PROBLEM A:
Can you retype the source entries word for word, everything from the line containing "Where can the metal" down through the final entry?

QUOTED TEXT:
::::::

Adding CXXFLAGS=-g to the configure command and using O0 optimization instead of O3, before building, will create a debug version of GetFEM.

Hello Kostas,

Thank you again!

One of our supercomputer technical people installed it on our end - I will ask what their configure command was.

Sincerely,
Eric Comstock

Hello Kostas,

By the way, I can confirm that the same issue takes place on Linux as on Windows.

Sincerely,
Eric Comstock

Hello Kostas,

I checked some of my notes from February, and it looks like we installed it using mamba - the installation procedure appears to have been

module load mamba
mamba create -n getfem
mamba activate getfem
mamba install conda-forge::getfem
mamba install mkl mkl-include

Sincerely,
Eric Comstock

ok so you did not build the software on the cluster but installed prebuilt binaries of an older version 5.4.2.

I don’t get why you need mkl, the conda package lists openblas as a dependency, not mkl:
https://github.com/conda-forge/getfem-feedstock/blob/main/recipe/meta.yaml

I would try to get rid of mkl to exclude a possible source of issues.

It would also make sense to test the latest version 5.4.4 to be sure that you did not hit some bug that has already been fixed, or even better the development version from the GetFEM git repository.

::::::

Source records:

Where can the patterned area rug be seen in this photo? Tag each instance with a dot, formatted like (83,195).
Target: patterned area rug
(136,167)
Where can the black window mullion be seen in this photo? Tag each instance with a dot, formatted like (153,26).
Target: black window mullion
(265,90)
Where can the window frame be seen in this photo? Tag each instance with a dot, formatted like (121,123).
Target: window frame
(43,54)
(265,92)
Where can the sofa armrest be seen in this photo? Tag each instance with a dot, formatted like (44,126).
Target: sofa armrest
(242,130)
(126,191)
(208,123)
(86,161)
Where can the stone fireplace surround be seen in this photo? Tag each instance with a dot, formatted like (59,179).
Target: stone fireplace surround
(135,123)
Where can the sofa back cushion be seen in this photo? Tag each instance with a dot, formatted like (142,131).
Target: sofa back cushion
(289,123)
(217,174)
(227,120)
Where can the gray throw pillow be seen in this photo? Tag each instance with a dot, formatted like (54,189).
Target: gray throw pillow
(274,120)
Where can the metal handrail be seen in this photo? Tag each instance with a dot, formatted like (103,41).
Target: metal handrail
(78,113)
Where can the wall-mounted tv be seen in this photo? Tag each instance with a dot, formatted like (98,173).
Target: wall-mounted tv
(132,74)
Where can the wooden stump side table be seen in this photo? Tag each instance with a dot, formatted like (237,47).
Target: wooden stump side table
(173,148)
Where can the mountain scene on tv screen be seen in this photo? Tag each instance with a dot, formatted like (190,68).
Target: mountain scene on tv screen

::::::

PROBLEM B:
Can you continue the forum thread about installing GetFEM from the point where it stops?

WRITTEN RESPONSE A:
Where can the metal handrail be seen in this photo? Tag each instance with a dot, formatted like (103,41).
Target: metal handrail
(78,113)
Where can the wall-mounted tv be seen in this photo? Tag each instance with a dot, formatted like (98,173).
Target: wall-mounted tv
(132,74)
Where can the wooden stump side table be seen in this photo? Tag each instance with a dot, formatted like (237,47).
Target: wooden stump side table
(173,148)
Where can the mountain scene on tv screen be seen in this photo? Tag each instance with a dot, formatted like (190,68).
Target: mountain scene on tv screen

WRITTEN RESPONSE B:
You can try to run your failing case with:

gdb --args python3 yourscriptname.py

This will bring you in the gdb terminal, where you can start your script with the command

r

Wait until the program crashes or if it gets stuck, interrupt it with Ctrl+C and then run the command

bt

which will give you a backtrace that you can post here.

I highly recommend you to compile the development version of GetFEM from the git repository in WSL-Ubuntu. This will be the easiest way to resolve the issue.

1 Like

Hello Kostas,

This seems to work, but is taking a long time to run (~100x longer than without the debugger), so I will have an update on this matter tomorrow.

I will work in parellel on getting GetFEM on WSL-Ubuntu.

Thank you again!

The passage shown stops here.